Provided text:
******

Good luck with the build! sub 20lbs would be pretty impressive!


----------



## WickedLite (Nov 15, 2010)

Those rims sure look sweet, tubeless ready and at 590g/ 85mm... very nice but at $1500 they are outta of my budget this year.

My Darryls should really come in between 630-650g if I am correct (so not too far off the carbondales) but then I have tape and more tape for a good seal. Hoping to get away without going ghetto which will pain me.

Northpaws are 120g each so huge weight savings in comparison but narrow with less float. Easy tubeless conversion.

Dropping my suspension puts under the mark forsure. Borealis fork at 575g uncut is crazy light but I gotta do my Fat Look Fournales at 1578g. It was magic when I put them on last year for longer funner rides. Gonna try and knock some weight off with the drill here too.

******

To be done:
(A) Rewrite the bike build thread starting at "## WickedLite (Nov" and ending at "budget this year.", changing "rims" to "hoops".
(B) Extend the bike build thread beyond its final sentence.
The records have no role in this work.

******

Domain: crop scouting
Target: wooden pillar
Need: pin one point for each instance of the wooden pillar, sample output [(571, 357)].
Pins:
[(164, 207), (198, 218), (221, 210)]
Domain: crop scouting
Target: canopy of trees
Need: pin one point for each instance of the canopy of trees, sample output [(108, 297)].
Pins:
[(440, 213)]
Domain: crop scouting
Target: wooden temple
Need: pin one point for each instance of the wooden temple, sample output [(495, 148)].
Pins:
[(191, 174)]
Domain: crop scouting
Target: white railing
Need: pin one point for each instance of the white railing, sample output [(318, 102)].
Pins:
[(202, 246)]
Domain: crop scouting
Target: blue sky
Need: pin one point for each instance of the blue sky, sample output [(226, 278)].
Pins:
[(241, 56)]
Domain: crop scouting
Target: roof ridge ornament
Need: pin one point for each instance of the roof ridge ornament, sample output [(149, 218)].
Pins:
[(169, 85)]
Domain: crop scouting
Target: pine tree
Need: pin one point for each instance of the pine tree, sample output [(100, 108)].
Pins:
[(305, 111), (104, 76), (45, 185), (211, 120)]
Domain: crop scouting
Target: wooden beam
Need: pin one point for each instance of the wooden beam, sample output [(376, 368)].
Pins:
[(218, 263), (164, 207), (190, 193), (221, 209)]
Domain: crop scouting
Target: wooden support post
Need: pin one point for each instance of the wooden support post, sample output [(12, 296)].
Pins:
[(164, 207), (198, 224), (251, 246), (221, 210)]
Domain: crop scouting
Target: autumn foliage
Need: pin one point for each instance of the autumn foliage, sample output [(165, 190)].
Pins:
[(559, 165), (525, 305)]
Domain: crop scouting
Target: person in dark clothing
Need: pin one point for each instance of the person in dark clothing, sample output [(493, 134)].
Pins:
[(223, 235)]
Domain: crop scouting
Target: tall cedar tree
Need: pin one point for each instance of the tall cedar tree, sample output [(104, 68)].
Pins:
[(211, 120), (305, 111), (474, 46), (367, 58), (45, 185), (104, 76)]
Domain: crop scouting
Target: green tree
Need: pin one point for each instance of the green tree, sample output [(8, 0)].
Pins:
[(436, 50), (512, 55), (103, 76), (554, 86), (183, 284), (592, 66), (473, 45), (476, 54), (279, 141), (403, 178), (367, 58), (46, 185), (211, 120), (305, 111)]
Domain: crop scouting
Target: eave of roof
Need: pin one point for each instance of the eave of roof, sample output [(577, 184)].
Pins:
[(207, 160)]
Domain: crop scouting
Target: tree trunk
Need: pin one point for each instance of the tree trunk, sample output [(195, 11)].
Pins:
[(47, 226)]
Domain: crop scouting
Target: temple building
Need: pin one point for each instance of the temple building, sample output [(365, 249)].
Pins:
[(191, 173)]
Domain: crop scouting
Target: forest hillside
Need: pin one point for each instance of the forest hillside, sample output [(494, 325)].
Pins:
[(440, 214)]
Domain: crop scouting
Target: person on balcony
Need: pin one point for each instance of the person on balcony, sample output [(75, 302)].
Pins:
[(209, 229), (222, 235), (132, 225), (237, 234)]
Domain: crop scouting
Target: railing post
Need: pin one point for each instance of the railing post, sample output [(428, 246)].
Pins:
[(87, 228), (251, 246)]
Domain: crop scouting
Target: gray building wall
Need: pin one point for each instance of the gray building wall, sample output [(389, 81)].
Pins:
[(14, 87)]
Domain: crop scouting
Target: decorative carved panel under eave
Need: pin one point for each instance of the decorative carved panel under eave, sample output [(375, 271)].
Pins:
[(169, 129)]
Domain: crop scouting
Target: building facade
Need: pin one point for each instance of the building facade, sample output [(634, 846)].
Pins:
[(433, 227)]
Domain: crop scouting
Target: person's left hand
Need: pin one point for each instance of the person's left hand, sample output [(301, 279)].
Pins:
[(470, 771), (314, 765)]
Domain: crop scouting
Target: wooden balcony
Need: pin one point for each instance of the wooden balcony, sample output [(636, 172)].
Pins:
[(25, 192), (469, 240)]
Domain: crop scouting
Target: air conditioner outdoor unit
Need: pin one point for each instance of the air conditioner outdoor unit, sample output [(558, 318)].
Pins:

******

Answers to the tasks:
(A)
## WickedLite (Nov 15, 2010)

Those hoops sure look sweet, tubeless ready and at 590g/ 85mm... very nice but at $1500 they are outta of my budget this year.

(B)
This is MAAAD science

So the dream now is weight drops for TLO post -40g, Superspokes -40g, rims -140g, housing -30g, fork unknown, brake pads unknown. That puts me at sub 20 lbs. These are still going to be a give and take when true weights come in and I still have to add skewers/tape/spacers and misc.

I will start getting picks when everything starts coming together. Frame should be any day. New 6 paw hubs are delayed till Dec 5th. So I'm itchin hard utilizing this time for cold hard calculating, hoping and customizing.


----------



## WickedLite (Nov 15, 2010)

*Lightest Holy Darryls Ever! I didn't say safest...*

I stopped in to see how my Holy Rolling Darryls were comin. HOLY!!

So they weighed in at 853g and 871g before. Here is a pic of one after drilling. Still need to smooth the edges so it's not a rolling flat.

Now 600.5g for one and the other one is getting it's trim.

I don't know how safe this is but it's done now. I have seen bigger cutouts on clownshoes so not too worried but yes a little.


----------



## CuddlyToast (Oct 30, 2013)

WickedLite said:


> View attachment 848474


This is awesome. I cant wait to see the finished build. I really hope those hold up!


----------



## moefosho (Apr 30, 2013)

WW Fatbike eh? I have seen it all...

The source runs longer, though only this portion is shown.